TEXT PASSAGE:
* * * * *

Explaining Big Data – Part 1

by Steve Gailey 7. August 2015 09:11


Unstructured Data


Every day it seems I read an article or a post about Big Data. Many of these articles are written by knowledgeable people working at the Big Data coalface, producing the tools and developing the techniques the rest of us will come to rely-upon and ultimately take for granted. An increasing number of these articles do seem to be written by people who, shall we say, have read a little about Big Data and have then jumped to some conclusions or who perhaps have just filled in the blanks for themselves.

The problem is that as the rest of us try to get to grips with this new branch of data science we often struggle to separate one type of source from another. Much like the challenges we have with our own data really. What I plan to do in this series of short articles is explain some of the basics of Big Data, hopefully in very clear and simple terms. Rather than tackling the subject as a whole I will tackle the building blocks so hopefully by the time I’ve run out of ideas you should be equipped to make judgements on the more scholarly articles you read on the broader subject.

* * * * *

DATASET CONTENT:
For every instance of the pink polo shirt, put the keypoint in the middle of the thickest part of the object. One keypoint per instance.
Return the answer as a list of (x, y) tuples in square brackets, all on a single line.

* * * * *

GIVEN INSTRUCTION A: Print the part of the Big Data article from "The problem is" down to "the broader subject." word for word.
GIVEN INSTRUCTION B: According to the Big Data article, what will the series tackle rather than the subject as a whole?
GIVEN INSTRUCTION C:
For each statement, say whether it agrees with the Big Data article, and quote the words of the article that decide it.
(i) Every article about Big Data is written by knowledgeable people working at the Big Data coalface.
(ii) The series of short articles sets out to explain some of the basics of Big Data in clear and simple terms.
(iii) The article is dated 7 August 2015.

COMPLETE ANSWER A:
The problem is that as the rest of us try to get to grips with this new branch of data science we often struggle to separate one type of source from another. Much like the challenges we have with our own data really. What I plan to do in this series of short articles is explain some of the basics of Big Data, hopefully in very clear and simple terms. Rather than tackling the subject as a whole I will tackle the building blocks so hopefully by the time I’ve run out of ideas you should be equipped to make judgements on the more scholarly articles you read on the broader subject.

COMPLETE ANSWER B: The building blocks.

COMPLETE ANSWER C:
(i) No: "An increasing number of these articles do seem to be written by people who, shall we say, have read a little about Big Data and have then jumped to some conclusions"
(ii) Yes: "explain some of the basics of Big Data, hopefully in very clear and simple terms"
(iii) Yes: "7. August 2015"